### Source
• • • • •
Across the street is the hotel’s bar—a rooftop bar in fact, with amazing views over the city from the ninth floor.
Where to Eat and Drink
This cute cafe with outdoor seating does great coffee in the day and is the perfect spot for a cheeky glass of wine in the evening. Excellent people-watching and surrounded by historic architecture.
Literally ‘window cafe’, this hole-in-the-wall cafe became Insta-famous for its somewhat impractical coffee in an ice cream cone fad. Cashing in on this—and the fact that it’s the only coffee place open before 10am—two small flat whites will set you back AU$15. The coffee’s made well at least.
Busy Italian-style eatery with wines from Italy (we sneaked a cheeky mezzo litro carafe of Moltepulciano up at the bar) great for people-watching. The pizzas look formidable.
– Billa Corso Neuer Markt
Not far from Hotel Graben is a Billa Corso—a ubiquitous Austrian supermarket chain—where, a bit like Eataly’s supermarket cafes, you can buy your lunch an eat it there. It has outdoor seating too, but best of all it’s open on a Sunday!
Perhaps one of the most unique food options in Vienna is Trzesniewski—a sandwich buffet shop next to Graben Hotel in Stephansplatz (there are other branches in the city). Going back to 1902, this shop sells finger rolls and narrow-cut open sandwiches topped with all kinds of ingredients, all of which are very finely chopped into a paste. You go in, choose your sarnies and leave.
Barely a block back from busy Stephansplatz and in the shadow of the pretty domed roof of St Peters Church, Le Cru has a surprisingly local low-key vibe. Specialising in small producers of French Champagne, this little bar offers tasting experiences and takeaways, but also has a weekly by-the-glass menu that’s pleasingly affordable.
• • • • •
### Dataset content
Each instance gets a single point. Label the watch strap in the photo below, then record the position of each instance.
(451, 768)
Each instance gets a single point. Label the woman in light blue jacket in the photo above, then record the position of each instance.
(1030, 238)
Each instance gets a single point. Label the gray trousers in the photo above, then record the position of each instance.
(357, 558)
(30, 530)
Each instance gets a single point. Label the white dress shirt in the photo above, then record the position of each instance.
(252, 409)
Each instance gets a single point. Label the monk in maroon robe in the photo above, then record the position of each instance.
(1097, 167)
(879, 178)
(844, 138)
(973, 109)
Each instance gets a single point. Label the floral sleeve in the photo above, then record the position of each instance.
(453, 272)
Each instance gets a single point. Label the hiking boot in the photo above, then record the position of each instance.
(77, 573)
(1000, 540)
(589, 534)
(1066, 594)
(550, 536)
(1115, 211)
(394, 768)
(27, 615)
• • • • •
### Task to complete
In two sentences, summarize the text above on places to eat and drink in Vienna.

### Reply
Options range from the hotel's ninth-floor rooftop bar with city views, a cafe with outdoor seating, and a busy Italian-style eatery to a Billa Corso supermarket where lunch can be eaten on site and which is open on Sundays. Trzesniewski, a sandwich shop dating to 1902, sells open sandwiches topped with finely chopped ingredients, Le Cru is a small French Champagne bar with an affordable weekly by-the-glass menu, and a hole-in-the-wall cafe charges AU$15 for two small flat whites.